Data provided START

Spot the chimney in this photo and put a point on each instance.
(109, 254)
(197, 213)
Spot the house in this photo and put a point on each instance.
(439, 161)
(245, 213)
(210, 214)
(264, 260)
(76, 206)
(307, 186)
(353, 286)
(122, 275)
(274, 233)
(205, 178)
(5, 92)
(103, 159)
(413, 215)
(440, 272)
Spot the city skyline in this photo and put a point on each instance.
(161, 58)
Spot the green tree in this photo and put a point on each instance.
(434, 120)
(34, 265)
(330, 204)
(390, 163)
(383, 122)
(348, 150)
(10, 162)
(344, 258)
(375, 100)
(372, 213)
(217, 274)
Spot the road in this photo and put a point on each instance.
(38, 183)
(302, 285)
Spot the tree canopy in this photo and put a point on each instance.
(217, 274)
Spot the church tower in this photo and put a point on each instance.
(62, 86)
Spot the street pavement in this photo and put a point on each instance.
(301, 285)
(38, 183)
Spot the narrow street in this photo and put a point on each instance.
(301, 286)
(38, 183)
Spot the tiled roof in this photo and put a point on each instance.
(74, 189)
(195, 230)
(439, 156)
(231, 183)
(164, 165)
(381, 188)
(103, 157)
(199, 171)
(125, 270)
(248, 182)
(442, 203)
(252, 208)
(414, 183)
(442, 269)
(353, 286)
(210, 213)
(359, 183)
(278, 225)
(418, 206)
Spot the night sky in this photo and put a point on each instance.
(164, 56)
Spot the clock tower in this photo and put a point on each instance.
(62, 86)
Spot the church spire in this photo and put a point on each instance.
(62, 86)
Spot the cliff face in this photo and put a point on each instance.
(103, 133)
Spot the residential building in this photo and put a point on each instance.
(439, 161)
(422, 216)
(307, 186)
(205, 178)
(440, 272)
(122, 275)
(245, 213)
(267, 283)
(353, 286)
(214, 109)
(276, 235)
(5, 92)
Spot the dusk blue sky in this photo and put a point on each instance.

Data provided END

Set out the complete listing exactly as shown.

| Answer space |
Spot the chimney in this photo and put a point on each instance.
(109, 254)
(197, 213)
Spot the house in this photo and put a point on each instance.
(439, 161)
(245, 213)
(210, 214)
(264, 260)
(76, 206)
(307, 186)
(353, 286)
(122, 275)
(274, 233)
(205, 178)
(5, 92)
(103, 159)
(413, 215)
(440, 272)
Spot the city skyline in this photo and put a point on each instance.
(161, 58)
Spot the green tree in this photo and put a point on each instance.
(434, 120)
(34, 265)
(330, 204)
(390, 163)
(383, 122)
(348, 150)
(10, 162)
(344, 258)
(375, 100)
(372, 213)
(217, 274)
Spot the road in this photo and put a point on each instance.
(38, 183)
(302, 285)
Spot the tree canopy in this photo and put a point on each instance.
(217, 274)
Spot the church tower in this photo and put a point on each instance.
(62, 86)
Spot the street pavement in this photo and put a point on each instance.
(301, 285)
(38, 183)
Spot the narrow street in this photo and put a point on each instance.
(301, 286)
(38, 183)
Spot the tiled roof in this photo and put a point on each instance.
(74, 189)
(195, 230)
(439, 156)
(231, 183)
(164, 165)
(381, 188)
(103, 157)
(199, 171)
(125, 270)
(248, 182)
(442, 203)
(252, 208)
(414, 183)
(442, 269)
(353, 286)
(210, 213)
(359, 183)
(278, 225)
(418, 206)
Spot the night sky in this photo and put a point on each instance.
(164, 56)
Spot the clock tower in this photo and put a point on each instance.
(62, 86)
Spot the church spire in this photo and put a point on each instance.
(62, 86)
Spot the cliff face in this photo and put a point on each instance.
(103, 133)
Spot the residential building in this photo and put a point on each instance.
(439, 161)
(422, 216)
(307, 186)
(205, 178)
(440, 272)
(122, 275)
(245, 213)
(267, 283)
(353, 286)
(214, 109)
(276, 235)
(5, 92)
Spot the dusk blue sky in this photo and put a point on each instance.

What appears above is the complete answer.